* begin SOURCE *

Sex-positive
The women behind Paramour push the bounds of sexuality in fiction and art
by Gerald Peary
Raye Sharpe won't reveal her real name, her profession, or her place of
residence, but she isn't shy about admitting that she has "been covered with
the New York Times in duct tape and had a man read to me the
Times crossword puzzle taped to my body."
So, not coincidentally, has the heroine of her erotic story "Two Down, One
Across." You won't find a scene like this in a romance novel, but it's not
likely to appear in Penthouse Forum anytime soon, either. "Most porn is
about random couples doing unhealthy things," Sharpe says, "and that doesn't
speak to me. I want to celebrate a [long-term] partner's kinky desires and also
have some fun."
Sharpe, a gregarious woman in her early 30s, is a star in-house writer for
Paramour, the Boston-based magazine of literary and artistic erotica.
She's just one of a group of bright, sophisticated women associated with the
nationally distributed quarterly, which Cambridge resident Amelia Copeland
founded three years ago to fill what she perceived to be a gap in the erotic
landscape.

* end SOURCE *
* begin EXTRACTED ENTRIES *

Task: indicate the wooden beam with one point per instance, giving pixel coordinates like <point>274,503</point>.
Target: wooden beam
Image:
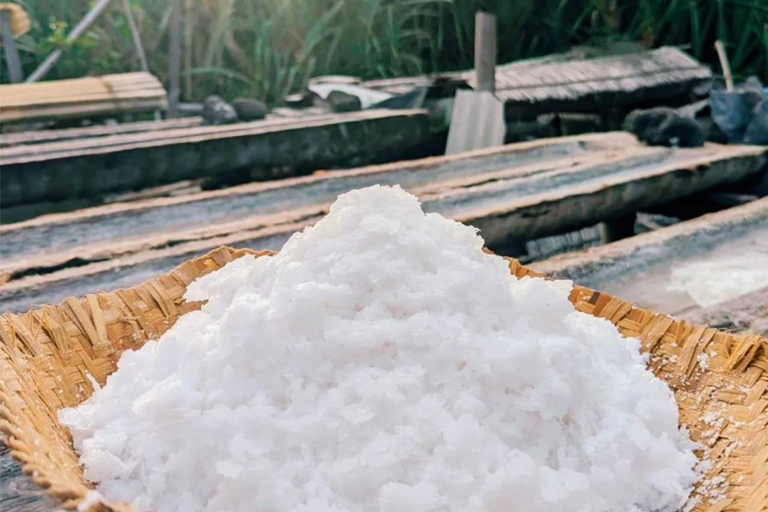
<point>662,246</point>
<point>514,162</point>
<point>502,213</point>
<point>9,45</point>
<point>99,166</point>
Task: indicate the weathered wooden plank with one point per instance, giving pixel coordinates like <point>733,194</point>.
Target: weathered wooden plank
<point>504,211</point>
<point>583,80</point>
<point>74,230</point>
<point>747,313</point>
<point>65,134</point>
<point>346,140</point>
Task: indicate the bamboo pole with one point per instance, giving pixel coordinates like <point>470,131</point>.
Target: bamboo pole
<point>174,58</point>
<point>135,35</point>
<point>81,27</point>
<point>725,65</point>
<point>11,52</point>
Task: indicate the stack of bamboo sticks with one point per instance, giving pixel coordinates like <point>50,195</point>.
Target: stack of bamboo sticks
<point>108,94</point>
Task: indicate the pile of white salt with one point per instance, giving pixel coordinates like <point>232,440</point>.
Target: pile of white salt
<point>383,362</point>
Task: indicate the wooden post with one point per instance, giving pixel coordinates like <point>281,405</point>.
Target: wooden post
<point>187,49</point>
<point>485,52</point>
<point>174,59</point>
<point>135,35</point>
<point>11,52</point>
<point>725,65</point>
<point>81,27</point>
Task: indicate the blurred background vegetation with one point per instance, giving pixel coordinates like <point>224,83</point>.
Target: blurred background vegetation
<point>268,48</point>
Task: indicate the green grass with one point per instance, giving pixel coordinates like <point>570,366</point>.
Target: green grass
<point>267,48</point>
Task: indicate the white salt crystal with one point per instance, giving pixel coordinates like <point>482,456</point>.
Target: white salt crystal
<point>383,362</point>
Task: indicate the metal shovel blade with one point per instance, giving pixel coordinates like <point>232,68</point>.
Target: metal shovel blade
<point>477,121</point>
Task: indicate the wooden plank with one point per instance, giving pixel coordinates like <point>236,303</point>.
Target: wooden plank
<point>135,36</point>
<point>68,134</point>
<point>174,134</point>
<point>141,219</point>
<point>517,210</point>
<point>646,267</point>
<point>280,205</point>
<point>344,140</point>
<point>583,80</point>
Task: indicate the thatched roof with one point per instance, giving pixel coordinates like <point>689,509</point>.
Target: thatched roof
<point>578,81</point>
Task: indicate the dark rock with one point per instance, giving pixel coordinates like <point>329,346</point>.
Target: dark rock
<point>733,110</point>
<point>299,99</point>
<point>216,111</point>
<point>249,109</point>
<point>343,102</point>
<point>664,126</point>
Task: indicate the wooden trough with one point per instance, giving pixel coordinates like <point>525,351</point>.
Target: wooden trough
<point>656,269</point>
<point>47,356</point>
<point>514,193</point>
<point>85,168</point>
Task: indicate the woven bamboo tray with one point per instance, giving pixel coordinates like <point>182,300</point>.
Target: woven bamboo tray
<point>46,354</point>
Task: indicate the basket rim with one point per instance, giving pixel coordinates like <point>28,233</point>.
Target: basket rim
<point>749,347</point>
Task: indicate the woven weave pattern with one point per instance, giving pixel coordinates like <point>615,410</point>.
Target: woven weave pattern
<point>48,355</point>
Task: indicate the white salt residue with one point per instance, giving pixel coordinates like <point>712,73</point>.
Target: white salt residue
<point>383,362</point>
<point>721,278</point>
<point>92,498</point>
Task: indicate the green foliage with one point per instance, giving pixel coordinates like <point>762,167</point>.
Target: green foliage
<point>267,48</point>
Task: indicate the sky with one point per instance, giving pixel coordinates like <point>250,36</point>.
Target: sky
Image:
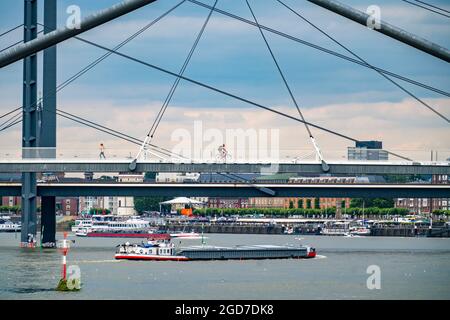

* end EXTRACTED ENTRIES *

§ ACTIONS TO TAKE:
1. In the Paramour article, what does the passage starting with "So, not coincidentally, has" and going on through "and artistic erotica." read like if you substitute "Raye" for "Sharpe"?
2. How would the Paramour article's paragraph beginning "Raye Sharpe won't reveal" read as a short list of its main facts?
3. Do these statements agree with the Paramour article? (a) Paramour is based in Boston. (b) Paramour comes out monthly. (c) Amelia Copeland founded Paramour five years ago.

§ TASK-BY-TASK RESULTS:
1.
So, not coincidentally, has the heroine of her erotic story "Two Down, One
Across." You won't find a scene like this in a romance novel, but it's not
likely to appear in Penthouse Forum anytime soon, either. "Most porn is
about random couples doing unhealthy things," Raye says, "and that doesn't
speak to me. I want to celebrate a [long-term] partner's kinky desires and also
have some fun."
Raye, a gregarious woman in her early 30s, is a star in-house writer for
Paramour, the Boston-based magazine of literary and artistic erotica.

2.
- Raye Sharpe won't reveal her real name, profession, or place of residence.
- She readily admits she has been covered with the New York Times in duct tape.
- A man read to her the Times crossword puzzle taped to her body.

3.
(a) Yes: "the Boston-based magazine of literary and artistic erotica"
(b) No: "the nationally distributed quarterly"
(c) No: "founded three years ago"